Required action:
Write out the entries again exactly as they are given.

[Opening Records for the task section]

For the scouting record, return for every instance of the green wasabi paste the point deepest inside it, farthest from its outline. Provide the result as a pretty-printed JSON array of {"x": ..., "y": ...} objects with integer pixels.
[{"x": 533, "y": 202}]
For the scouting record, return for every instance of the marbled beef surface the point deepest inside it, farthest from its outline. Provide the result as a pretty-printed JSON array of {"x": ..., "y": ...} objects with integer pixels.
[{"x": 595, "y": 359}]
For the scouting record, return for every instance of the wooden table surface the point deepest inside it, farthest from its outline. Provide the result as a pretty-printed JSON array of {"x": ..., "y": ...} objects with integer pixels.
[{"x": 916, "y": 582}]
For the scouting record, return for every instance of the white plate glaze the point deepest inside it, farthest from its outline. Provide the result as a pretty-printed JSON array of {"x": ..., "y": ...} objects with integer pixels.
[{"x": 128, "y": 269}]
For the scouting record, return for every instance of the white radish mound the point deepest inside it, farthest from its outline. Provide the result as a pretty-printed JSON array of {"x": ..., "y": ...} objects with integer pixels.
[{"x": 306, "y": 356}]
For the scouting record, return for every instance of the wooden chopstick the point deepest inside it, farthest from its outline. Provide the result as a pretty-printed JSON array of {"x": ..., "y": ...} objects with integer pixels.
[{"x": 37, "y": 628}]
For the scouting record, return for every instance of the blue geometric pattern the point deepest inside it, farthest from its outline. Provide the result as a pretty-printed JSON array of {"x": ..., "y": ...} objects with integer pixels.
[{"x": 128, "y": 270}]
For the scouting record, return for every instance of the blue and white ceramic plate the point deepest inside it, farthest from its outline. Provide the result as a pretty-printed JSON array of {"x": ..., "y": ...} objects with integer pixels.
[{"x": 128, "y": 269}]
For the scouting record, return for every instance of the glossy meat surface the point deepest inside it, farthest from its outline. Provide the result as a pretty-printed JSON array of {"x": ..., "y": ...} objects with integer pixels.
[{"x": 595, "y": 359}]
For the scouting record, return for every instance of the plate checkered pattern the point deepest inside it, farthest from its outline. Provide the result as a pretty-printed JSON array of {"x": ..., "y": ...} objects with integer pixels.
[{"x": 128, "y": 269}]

[Closing Records for the task section]

Written answer:
For the scouting record, return for every instance of the green wasabi paste the point deepest inside it, farthest from its outline. Provide the result as a pretty-printed JSON array of {"x": ..., "y": ...} objects with integer pixels.
[{"x": 533, "y": 202}]
For the scouting record, return for every instance of the marbled beef surface the point deepest inside it, farthest from its outline. Provide the result as a pretty-printed JSON array of {"x": ..., "y": ...} objects with integer pixels.
[{"x": 595, "y": 359}]
For the scouting record, return for every instance of the wooden table surface the point deepest inside it, farthest from its outline. Provide the result as a pretty-printed JSON array of {"x": ..., "y": ...} objects with integer pixels.
[{"x": 916, "y": 582}]
For the scouting record, return for every instance of the white plate glaze the point deepest inside it, farthest from its outline. Provide the result as a pretty-printed JSON array of {"x": ..., "y": ...} objects with integer pixels.
[{"x": 128, "y": 269}]
For the scouting record, return for every instance of the white radish mound the point deepest inside it, farthest from its outline. Provide the result as a pretty-printed JSON array of {"x": ..., "y": ...} objects with integer pixels.
[{"x": 306, "y": 356}]
For the scouting record, return for every instance of the wooden chopstick the point deepest inside it, farthest from its outline. Provide the result as a pretty-printed JSON array of {"x": ..., "y": ...} objects with integer pixels.
[{"x": 37, "y": 628}]
For the scouting record, return for every instance of the blue geometric pattern the point deepest inside it, farthest from its outline. Provide the result as a pretty-printed JSON array of {"x": ..., "y": ...} objects with integer pixels.
[{"x": 128, "y": 270}]
For the scouting record, return for every instance of the blue and white ceramic plate the point deepest inside it, farthest from its outline. Provide the result as a pretty-printed JSON array of {"x": ..., "y": ...} objects with integer pixels.
[{"x": 128, "y": 269}]
For the scouting record, return for every instance of the glossy meat surface the point deepest inside it, farthest from its outline. Provide the result as a pretty-printed JSON array of {"x": ..., "y": ...} objects with integer pixels.
[{"x": 595, "y": 359}]
For the scouting record, return for every instance of the plate checkered pattern the point deepest inside it, farthest from its outline. Provide the result as a pretty-printed JSON array of {"x": ..., "y": ...} objects with integer pixels.
[{"x": 128, "y": 269}]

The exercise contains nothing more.